Contour annotation lines
— begin —

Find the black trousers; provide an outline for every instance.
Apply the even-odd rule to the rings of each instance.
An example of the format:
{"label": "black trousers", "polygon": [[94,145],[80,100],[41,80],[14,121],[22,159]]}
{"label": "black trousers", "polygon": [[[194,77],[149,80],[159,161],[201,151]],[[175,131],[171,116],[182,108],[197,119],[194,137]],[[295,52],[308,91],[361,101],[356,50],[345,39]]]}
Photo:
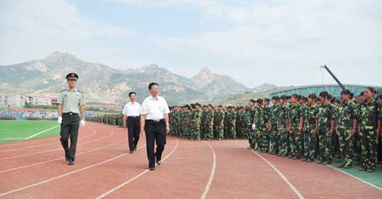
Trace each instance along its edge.
{"label": "black trousers", "polygon": [[[166,144],[166,126],[164,120],[152,121],[146,120],[144,123],[144,132],[146,134],[146,149],[149,167],[155,167],[155,160],[162,159],[162,153]],[[154,152],[156,143],[156,151]]]}
{"label": "black trousers", "polygon": [[[77,114],[63,114],[63,123],[61,123],[61,144],[65,151],[67,160],[72,159],[74,161],[76,156],[76,148],[77,146],[77,138],[78,137],[78,128],[80,127],[80,117]],[[70,137],[70,148],[69,148],[69,138]]]}
{"label": "black trousers", "polygon": [[134,150],[134,148],[138,145],[140,140],[140,116],[127,117],[127,131],[128,132],[128,148],[130,150]]}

— end —

Requirement: Copy out every one of the lines above word for word, omitting the pictures.

Response to this task:
Find the black trousers; provide an outline for every instance.
Apply the even-odd rule to the rings of each instance.
An example of the format:
{"label": "black trousers", "polygon": [[94,145],[80,100],[41,80],[14,121],[22,159]]}
{"label": "black trousers", "polygon": [[[194,77],[149,80],[159,161],[201,151]],[[175,131],[171,116],[182,108],[197,119],[194,137]],[[295,52],[308,91],[361,101],[356,50],[345,39]]]}
Photo:
Trace each instance along its edge.
{"label": "black trousers", "polygon": [[[166,144],[166,126],[164,120],[152,121],[146,120],[144,123],[144,132],[146,134],[146,149],[149,167],[155,167],[155,160],[162,159],[162,153]],[[154,152],[156,143],[156,151]]]}
{"label": "black trousers", "polygon": [[[77,114],[63,114],[63,123],[61,123],[61,144],[65,151],[67,160],[72,159],[74,161],[76,156],[76,148],[77,146],[77,138],[78,137],[78,128],[80,127],[80,117]],[[70,137],[70,148],[69,148],[69,138]]]}
{"label": "black trousers", "polygon": [[134,150],[134,148],[138,145],[140,140],[140,116],[127,117],[127,131],[128,132],[128,148],[130,150]]}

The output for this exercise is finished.